• _Reading text_
Solaris 8, afs3.6 2.6 problem

Mary P Washburn mpmw@silk.Stanford.EDU
Tue, 3 Apr 2001 08:15:22 -0700 (PDT)

In the past 3 months we have upgraded our AFS servers to solaris 8
running afs3.6 2.6.  Recently we are experiencing a problem where a
random client machine will lose sight of one or more afs servers;
rebooting the client machine, purging the cache, or other client
tricks do not fix the problem.  The client machines are a variety of
hardware, OS levels, and AFS client versions.  It appears that the
problem is with the AFS server and some internal database where that
client's name or IP are cached incorrectly.  The only way to fix the
problem is to restart bos on the problem AFS servers.  bos restart
-all for the AFS server causing the particular "connection timeout
problem" provides a fix, but restarting bos causes a 5 (or more)
minute outage or slowdown for anyone using AFS on campus, since we
have 20 AFS servers and the connection timeout problems affect any one
of these machines, this is not a comfortable fix.  Have any other
users experienced this problem?  Are there any other fixes aside from
bos restart?  We are considering downgrading our AFS server software
to afs3.6 2.0.

Thanks for any help you can provide.

  Mary Washburn
  Leland Systems
   Computing Systems and Services
   Stanford University
   Stanford, CA   94305-3090
   Telephone:  (650) 723-0334
   Fax:	    (650) 725-9121

• _Recorded data_
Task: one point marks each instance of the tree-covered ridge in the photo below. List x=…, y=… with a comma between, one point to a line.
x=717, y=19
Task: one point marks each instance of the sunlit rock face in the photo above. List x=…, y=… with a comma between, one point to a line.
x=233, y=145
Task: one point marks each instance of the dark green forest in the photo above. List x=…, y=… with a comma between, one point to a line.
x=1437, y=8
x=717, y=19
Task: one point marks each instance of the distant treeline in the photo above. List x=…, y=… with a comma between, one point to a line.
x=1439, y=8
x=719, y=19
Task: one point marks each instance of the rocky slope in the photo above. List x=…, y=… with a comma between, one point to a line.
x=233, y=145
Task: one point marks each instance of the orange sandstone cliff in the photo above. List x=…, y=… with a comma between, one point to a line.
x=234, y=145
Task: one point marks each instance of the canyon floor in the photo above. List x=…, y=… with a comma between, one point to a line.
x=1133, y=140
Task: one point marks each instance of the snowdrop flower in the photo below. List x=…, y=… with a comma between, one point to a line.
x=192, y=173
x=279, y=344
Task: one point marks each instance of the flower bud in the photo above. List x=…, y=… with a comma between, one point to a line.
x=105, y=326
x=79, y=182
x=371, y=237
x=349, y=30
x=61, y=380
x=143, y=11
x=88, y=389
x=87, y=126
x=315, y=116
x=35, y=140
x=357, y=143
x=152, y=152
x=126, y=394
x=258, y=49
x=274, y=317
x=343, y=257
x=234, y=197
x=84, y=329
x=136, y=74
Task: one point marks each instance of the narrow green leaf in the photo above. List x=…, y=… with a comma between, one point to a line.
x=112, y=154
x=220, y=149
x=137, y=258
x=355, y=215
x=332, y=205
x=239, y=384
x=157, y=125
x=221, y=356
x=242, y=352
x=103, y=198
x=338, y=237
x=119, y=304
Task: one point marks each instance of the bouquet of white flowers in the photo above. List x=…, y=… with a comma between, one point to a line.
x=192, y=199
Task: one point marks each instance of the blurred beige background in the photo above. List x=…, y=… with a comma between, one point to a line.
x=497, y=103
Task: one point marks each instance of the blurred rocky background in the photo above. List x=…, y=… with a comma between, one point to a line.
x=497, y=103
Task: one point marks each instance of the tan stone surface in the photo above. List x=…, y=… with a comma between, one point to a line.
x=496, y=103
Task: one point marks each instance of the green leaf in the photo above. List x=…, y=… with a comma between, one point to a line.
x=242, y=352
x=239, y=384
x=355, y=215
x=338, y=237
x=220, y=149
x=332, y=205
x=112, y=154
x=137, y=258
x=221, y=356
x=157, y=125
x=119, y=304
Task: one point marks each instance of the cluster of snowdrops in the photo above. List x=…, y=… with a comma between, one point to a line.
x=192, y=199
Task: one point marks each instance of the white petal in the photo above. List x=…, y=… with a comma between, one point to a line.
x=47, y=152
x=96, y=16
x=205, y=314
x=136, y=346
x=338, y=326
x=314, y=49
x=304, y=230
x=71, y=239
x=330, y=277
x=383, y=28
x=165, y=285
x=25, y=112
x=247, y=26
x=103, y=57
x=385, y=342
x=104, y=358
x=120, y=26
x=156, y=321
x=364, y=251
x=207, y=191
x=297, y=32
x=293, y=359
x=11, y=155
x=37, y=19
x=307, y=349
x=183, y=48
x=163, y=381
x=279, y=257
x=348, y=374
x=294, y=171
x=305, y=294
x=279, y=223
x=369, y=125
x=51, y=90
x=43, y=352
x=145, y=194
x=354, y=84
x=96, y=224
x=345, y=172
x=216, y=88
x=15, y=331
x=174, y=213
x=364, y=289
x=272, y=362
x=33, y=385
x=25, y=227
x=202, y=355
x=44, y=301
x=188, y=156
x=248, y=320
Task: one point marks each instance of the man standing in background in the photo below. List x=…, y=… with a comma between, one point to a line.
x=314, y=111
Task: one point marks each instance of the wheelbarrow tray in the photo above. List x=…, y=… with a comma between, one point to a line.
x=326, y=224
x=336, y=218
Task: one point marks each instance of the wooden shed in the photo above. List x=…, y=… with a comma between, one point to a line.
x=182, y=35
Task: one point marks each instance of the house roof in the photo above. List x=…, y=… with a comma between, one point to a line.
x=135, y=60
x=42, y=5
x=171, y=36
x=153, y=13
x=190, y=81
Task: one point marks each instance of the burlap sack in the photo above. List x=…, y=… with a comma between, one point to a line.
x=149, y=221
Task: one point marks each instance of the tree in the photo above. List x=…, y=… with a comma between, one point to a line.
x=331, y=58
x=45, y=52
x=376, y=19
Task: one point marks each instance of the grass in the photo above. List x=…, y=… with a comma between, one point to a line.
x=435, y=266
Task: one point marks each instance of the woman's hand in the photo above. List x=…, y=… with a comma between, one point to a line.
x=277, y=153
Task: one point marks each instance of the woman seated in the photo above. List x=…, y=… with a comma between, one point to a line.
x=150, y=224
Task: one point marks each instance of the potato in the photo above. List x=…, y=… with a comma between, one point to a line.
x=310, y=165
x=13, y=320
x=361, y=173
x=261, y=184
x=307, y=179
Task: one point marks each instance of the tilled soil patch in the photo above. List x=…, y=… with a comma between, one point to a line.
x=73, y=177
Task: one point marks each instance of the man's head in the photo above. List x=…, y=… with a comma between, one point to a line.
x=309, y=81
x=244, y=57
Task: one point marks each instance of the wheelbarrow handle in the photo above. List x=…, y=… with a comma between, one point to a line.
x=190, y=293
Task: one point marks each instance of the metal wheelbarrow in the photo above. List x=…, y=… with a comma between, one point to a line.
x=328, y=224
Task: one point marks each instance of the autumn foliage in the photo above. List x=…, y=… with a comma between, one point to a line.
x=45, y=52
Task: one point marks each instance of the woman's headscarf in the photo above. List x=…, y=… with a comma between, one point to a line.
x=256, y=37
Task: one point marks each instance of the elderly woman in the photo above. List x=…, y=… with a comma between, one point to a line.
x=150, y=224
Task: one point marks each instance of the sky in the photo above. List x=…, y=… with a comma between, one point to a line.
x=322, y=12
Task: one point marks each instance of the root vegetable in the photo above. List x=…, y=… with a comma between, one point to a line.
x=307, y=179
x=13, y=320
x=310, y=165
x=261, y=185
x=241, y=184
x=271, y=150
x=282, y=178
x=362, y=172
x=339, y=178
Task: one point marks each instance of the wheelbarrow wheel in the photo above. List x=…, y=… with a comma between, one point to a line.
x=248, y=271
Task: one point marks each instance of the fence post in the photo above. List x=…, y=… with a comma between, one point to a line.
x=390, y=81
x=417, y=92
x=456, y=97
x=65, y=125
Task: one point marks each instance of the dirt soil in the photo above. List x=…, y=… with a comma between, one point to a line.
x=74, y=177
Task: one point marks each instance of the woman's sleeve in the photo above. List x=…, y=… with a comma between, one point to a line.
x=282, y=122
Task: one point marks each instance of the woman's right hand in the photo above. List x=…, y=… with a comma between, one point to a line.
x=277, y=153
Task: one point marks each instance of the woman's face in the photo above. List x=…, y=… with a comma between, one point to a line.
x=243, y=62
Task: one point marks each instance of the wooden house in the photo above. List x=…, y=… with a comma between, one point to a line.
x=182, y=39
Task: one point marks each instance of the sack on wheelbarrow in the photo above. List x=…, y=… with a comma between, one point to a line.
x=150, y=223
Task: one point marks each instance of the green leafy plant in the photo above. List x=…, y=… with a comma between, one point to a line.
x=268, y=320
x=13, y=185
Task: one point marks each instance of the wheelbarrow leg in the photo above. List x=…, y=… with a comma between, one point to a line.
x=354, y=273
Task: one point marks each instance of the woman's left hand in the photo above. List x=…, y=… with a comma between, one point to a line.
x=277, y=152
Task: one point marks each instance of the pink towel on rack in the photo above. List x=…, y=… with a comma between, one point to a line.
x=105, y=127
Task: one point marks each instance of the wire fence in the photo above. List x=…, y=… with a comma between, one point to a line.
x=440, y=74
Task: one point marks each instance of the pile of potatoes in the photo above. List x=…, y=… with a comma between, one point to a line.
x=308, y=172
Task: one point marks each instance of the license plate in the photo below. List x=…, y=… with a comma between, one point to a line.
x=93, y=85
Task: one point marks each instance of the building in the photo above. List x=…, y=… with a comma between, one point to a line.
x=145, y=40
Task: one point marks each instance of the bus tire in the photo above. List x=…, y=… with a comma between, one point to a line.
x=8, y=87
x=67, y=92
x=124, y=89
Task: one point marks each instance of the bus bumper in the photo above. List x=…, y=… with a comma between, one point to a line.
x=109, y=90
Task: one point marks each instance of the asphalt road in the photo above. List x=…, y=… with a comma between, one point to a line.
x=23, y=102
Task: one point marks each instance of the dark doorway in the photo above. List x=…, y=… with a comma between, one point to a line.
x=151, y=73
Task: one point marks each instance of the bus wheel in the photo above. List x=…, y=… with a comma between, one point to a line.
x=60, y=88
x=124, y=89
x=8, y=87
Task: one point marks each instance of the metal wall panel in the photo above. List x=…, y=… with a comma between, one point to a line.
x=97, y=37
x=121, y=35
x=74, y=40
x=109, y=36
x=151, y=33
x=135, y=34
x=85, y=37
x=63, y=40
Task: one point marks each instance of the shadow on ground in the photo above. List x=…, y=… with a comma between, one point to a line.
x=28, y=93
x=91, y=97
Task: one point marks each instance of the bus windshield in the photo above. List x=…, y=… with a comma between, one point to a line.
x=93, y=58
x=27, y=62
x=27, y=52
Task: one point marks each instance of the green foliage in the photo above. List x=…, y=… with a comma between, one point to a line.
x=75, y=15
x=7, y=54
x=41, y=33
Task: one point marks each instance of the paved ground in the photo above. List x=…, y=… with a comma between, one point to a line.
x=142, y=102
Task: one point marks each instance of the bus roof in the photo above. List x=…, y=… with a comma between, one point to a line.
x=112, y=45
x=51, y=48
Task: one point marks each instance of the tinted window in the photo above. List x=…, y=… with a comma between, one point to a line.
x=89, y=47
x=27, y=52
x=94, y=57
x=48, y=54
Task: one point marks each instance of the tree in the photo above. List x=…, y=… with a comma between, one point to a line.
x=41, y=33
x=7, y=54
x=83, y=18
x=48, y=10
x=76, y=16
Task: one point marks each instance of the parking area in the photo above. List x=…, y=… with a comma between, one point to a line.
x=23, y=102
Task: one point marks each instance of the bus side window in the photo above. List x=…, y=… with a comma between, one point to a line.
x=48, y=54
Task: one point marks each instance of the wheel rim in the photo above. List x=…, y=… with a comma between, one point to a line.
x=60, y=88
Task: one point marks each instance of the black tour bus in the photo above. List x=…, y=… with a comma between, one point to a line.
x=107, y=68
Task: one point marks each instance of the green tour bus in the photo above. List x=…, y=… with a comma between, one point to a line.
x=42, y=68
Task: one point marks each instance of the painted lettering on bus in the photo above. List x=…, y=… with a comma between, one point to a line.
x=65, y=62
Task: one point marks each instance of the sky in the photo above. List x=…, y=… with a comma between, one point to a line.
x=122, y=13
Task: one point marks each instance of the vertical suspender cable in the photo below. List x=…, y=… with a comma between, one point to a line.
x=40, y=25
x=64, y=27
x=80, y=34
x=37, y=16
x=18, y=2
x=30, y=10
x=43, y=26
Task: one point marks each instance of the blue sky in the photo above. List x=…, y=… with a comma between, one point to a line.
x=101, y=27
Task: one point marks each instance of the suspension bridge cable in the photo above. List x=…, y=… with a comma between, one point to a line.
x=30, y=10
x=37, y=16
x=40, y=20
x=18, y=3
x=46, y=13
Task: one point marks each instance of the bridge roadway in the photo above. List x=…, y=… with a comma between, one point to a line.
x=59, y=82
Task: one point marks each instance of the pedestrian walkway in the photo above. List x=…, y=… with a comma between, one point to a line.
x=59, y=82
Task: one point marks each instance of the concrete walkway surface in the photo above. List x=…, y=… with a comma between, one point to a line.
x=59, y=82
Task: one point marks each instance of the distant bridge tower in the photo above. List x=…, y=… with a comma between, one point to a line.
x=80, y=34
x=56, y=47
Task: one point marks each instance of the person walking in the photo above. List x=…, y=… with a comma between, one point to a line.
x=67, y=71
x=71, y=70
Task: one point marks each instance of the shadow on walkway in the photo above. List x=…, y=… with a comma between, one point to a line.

• _To do_
1. Pull out the passage of the AFS server post starting at "minute outage or" and ending at "to afs3.6 2.0.".
2. Render this sentence from the AFS server post in Spanish: "The client machines are a variety of hardware, OS levels, and AFS client versions."
3. According to the AFS server post, what is the only way to fix the problem?
The material placed after the AFS server post is separate from the post itself.

• _Responses per task_
1.
minute outage or slowdown for anyone using AFS on campus, since we
have 20 AFS servers and the connection timeout problems affect any one
of these machines, this is not a comfortable fix.  Have any other
users experienced this problem?  Are there any other fixes aside from
bos restart?  We are considering downgrading our AFS server software
to afs3.6 2.0.

2. Las máquinas cliente abarcan una variedad de hardware, niveles de sistema operativo y versiones de cliente de AFS.

3. Restarting bos on the problem AFS servers.